Contracts move business forward - but they also allocate risk. One small line that can significantly shift risk onto you is a joint and several liability clause.
If you sign one without understanding what it means, you could end up responsible for 100% of someone else’s default. That can be a shock if you thought you were “just liable for your share.”
In this guide, we explain what joint and several liability is in plain English, where you’ll encounter it, what it means for your cash flow and risk, and how to negotiate or manage it so deals still get done while protecting your business.
What Is A Joint And Several Liability Clause?
In simple terms, a joint and several liability clause says each party is liable together as a group (jointly) and also individually (severally) for the full obligation.
Put differently: if there are three suppliers jointly and severally liable for a $60,000 debt, the other party can pursue any single supplier for the entire $60,000. That supplier can later try to recover contributions from the others - but the claimant doesn’t have to chase everyone. They can pick the easiest target.

### AIM
In the guide on joint and several liability clauses, how much of a $60,000 debt shared by three suppliers can the other party pursue from any single supplier?

### GIVEN ENTRIES

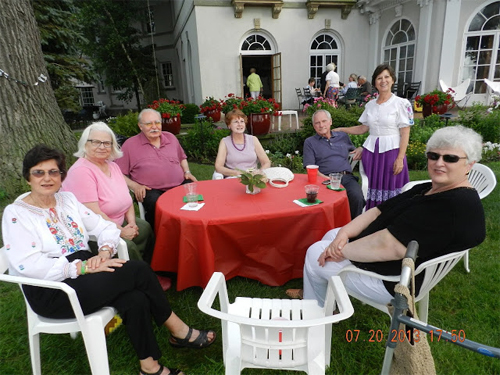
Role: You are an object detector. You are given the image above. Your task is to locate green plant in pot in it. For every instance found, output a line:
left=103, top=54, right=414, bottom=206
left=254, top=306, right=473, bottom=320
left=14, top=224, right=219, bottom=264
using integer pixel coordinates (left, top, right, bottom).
left=240, top=169, right=267, bottom=194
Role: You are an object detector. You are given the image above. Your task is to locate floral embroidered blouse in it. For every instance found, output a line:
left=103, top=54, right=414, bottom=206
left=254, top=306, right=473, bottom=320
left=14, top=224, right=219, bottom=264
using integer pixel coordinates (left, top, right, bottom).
left=2, top=192, right=120, bottom=281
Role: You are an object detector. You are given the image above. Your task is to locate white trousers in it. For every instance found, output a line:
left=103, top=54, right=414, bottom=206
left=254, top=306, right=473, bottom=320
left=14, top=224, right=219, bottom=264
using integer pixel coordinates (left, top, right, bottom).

### REPLY
The entire $60,000.